- [The data]:
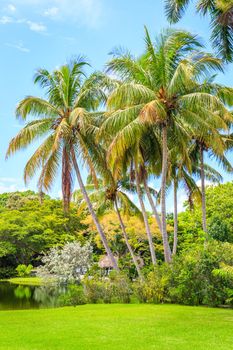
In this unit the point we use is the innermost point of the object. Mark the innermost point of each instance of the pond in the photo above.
(16, 297)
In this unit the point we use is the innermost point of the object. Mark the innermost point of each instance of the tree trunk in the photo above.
(166, 247)
(149, 235)
(66, 180)
(175, 219)
(92, 212)
(152, 204)
(203, 199)
(127, 241)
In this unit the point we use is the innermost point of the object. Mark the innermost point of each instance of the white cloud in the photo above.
(51, 12)
(86, 12)
(6, 20)
(19, 46)
(207, 183)
(36, 27)
(8, 179)
(6, 187)
(11, 8)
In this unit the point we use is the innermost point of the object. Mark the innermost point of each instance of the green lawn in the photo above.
(116, 327)
(31, 281)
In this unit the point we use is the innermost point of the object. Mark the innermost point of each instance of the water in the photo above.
(17, 297)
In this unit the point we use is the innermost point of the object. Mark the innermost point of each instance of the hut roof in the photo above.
(105, 262)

- [Problem requirements]: Using the data above, write out every line exactly, leaving the images behind.

- [Answer for the task]:
In this unit the point we use is the innermost point of the object. Mark the innermost point of each instance of the pond in the photo above.
(16, 297)
In this unit the point we use is the innermost point of the object. Mark the innermost point of each instance of the tree trunk in the photo above.
(166, 247)
(149, 235)
(66, 180)
(175, 219)
(92, 212)
(152, 204)
(203, 199)
(127, 241)
In this unit the point we use is the innermost point of the object. Mark the innermost point of each instance of the white cloud in the photo above.
(51, 12)
(86, 12)
(6, 20)
(19, 46)
(207, 183)
(36, 27)
(8, 179)
(6, 187)
(11, 8)
In this unit the point we use is the innermost point of the object. Mark the innermost point of each instance of the green lawn in the photo above.
(116, 327)
(31, 281)
In this unit the point we use is the innermost point of the object. Mark the innermost point of each instance of the water in the photo above.
(17, 297)
In this unit the point we use is the innermost point of the object. Mark the innermost point of each instance of the hut roof in the photo above.
(105, 262)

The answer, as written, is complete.